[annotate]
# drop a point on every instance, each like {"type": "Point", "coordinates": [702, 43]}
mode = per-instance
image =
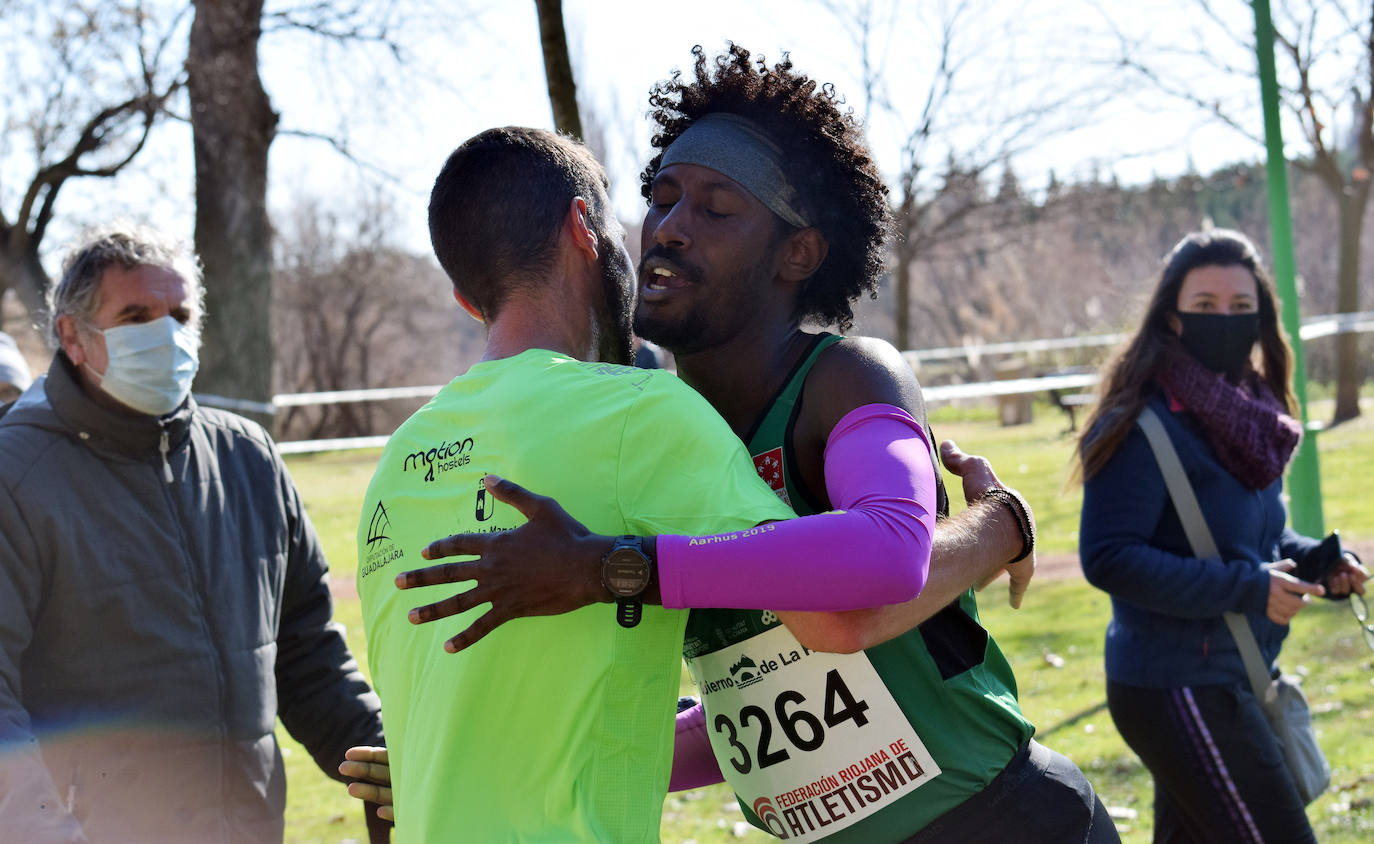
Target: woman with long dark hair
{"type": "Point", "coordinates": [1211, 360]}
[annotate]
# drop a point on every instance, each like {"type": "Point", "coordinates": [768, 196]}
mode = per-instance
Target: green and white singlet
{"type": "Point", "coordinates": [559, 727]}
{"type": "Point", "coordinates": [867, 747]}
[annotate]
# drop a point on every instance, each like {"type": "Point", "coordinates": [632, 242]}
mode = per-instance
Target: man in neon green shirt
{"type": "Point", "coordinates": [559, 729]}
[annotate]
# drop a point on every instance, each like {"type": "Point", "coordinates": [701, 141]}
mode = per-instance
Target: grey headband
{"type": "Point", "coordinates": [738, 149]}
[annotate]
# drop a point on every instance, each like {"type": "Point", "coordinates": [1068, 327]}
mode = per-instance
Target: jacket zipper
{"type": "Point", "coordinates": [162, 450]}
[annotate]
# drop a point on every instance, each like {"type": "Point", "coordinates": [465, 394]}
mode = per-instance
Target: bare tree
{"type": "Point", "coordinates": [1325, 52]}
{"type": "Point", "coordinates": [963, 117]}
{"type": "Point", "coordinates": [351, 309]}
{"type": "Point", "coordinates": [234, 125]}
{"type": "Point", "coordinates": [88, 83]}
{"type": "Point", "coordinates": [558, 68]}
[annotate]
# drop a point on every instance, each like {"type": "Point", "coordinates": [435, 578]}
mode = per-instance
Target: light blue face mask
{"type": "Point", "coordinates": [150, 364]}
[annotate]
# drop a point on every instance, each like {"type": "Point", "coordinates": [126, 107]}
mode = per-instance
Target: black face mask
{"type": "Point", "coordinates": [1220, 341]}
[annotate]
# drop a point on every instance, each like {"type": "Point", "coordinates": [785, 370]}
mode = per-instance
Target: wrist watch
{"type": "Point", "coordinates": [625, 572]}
○ ○ ○ ○
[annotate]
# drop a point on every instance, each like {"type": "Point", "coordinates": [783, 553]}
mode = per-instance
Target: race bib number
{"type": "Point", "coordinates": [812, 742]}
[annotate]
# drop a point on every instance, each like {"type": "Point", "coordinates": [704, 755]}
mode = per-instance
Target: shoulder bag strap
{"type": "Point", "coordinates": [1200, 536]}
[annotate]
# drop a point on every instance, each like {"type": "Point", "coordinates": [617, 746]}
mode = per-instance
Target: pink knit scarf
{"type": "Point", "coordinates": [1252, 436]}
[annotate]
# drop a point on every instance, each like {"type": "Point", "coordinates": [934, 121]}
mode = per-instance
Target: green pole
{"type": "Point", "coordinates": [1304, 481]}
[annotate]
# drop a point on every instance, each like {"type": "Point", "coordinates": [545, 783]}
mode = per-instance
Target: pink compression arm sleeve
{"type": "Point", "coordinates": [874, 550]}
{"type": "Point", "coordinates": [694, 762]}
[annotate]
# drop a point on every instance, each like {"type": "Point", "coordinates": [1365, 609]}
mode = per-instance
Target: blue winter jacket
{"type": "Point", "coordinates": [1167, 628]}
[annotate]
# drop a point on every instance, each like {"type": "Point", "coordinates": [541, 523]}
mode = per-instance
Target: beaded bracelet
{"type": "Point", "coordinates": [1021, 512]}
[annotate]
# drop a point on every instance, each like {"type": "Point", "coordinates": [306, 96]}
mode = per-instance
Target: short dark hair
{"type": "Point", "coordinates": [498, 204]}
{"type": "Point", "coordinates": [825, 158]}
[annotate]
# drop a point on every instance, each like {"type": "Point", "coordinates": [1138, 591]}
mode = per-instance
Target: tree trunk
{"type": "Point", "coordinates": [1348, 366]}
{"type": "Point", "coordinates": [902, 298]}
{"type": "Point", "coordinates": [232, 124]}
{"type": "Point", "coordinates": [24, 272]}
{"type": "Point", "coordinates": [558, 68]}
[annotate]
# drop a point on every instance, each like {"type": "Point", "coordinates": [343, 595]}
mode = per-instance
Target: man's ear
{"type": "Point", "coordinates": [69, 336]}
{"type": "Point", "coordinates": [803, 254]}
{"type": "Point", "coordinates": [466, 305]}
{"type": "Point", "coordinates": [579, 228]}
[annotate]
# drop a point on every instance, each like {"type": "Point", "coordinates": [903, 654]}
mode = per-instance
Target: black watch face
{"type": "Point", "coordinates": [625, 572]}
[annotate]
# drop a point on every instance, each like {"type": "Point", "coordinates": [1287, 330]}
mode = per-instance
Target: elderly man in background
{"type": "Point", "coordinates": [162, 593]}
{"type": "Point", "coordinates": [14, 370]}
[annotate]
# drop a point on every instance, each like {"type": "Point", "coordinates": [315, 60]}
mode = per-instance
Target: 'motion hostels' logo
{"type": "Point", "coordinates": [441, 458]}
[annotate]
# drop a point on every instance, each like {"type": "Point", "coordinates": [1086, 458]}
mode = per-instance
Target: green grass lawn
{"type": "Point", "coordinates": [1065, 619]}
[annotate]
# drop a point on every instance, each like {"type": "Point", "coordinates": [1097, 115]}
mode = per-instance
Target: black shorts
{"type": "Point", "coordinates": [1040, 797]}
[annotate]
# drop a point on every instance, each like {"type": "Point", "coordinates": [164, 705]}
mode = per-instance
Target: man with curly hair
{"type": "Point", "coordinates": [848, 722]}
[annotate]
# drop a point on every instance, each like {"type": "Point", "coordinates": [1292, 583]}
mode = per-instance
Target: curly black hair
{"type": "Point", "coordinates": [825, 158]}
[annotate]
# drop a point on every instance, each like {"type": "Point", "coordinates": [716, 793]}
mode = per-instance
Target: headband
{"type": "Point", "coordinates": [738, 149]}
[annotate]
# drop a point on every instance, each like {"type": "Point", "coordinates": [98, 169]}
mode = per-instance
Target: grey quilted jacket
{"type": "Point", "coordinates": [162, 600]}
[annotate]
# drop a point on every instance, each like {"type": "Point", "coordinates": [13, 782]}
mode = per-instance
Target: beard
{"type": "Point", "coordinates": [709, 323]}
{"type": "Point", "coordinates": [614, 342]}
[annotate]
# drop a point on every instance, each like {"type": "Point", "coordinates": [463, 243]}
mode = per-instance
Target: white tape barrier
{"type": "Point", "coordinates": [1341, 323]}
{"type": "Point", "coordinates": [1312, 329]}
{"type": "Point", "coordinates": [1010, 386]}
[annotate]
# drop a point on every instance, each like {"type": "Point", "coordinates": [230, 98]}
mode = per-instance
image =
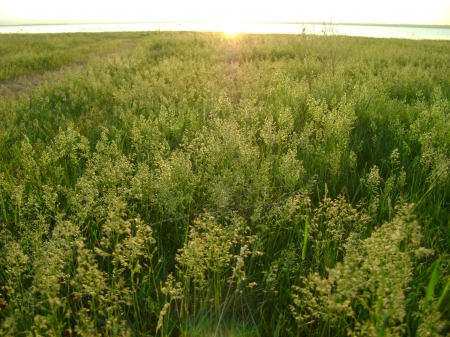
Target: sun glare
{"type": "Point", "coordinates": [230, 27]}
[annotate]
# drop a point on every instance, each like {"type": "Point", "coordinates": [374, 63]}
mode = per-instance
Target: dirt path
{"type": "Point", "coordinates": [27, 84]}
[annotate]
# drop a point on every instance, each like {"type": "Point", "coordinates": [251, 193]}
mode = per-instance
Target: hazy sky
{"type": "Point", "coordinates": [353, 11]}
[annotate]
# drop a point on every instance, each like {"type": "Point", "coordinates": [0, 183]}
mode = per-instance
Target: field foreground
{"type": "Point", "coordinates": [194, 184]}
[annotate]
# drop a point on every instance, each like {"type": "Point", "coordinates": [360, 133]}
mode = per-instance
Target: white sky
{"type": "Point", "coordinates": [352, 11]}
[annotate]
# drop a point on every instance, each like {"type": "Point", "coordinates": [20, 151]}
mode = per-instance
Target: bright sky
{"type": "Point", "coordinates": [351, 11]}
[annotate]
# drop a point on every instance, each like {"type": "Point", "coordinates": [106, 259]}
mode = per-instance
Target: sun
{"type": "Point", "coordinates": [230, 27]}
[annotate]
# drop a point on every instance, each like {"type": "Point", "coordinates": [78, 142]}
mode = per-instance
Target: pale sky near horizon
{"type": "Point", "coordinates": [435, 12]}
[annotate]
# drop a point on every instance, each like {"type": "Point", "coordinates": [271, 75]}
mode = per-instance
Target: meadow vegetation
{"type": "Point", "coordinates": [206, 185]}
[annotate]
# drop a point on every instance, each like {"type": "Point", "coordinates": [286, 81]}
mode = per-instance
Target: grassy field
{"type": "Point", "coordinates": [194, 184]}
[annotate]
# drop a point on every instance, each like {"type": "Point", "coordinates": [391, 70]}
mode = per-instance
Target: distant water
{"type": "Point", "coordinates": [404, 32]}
○ ○ ○ ○
## 任务目标:
找出以上数据中所有包含字符串“face”的行，逐行完整抄录，区分大小写。

## 正确答案:
Target: light blue face mask
Target: black face mask
Target: black watch face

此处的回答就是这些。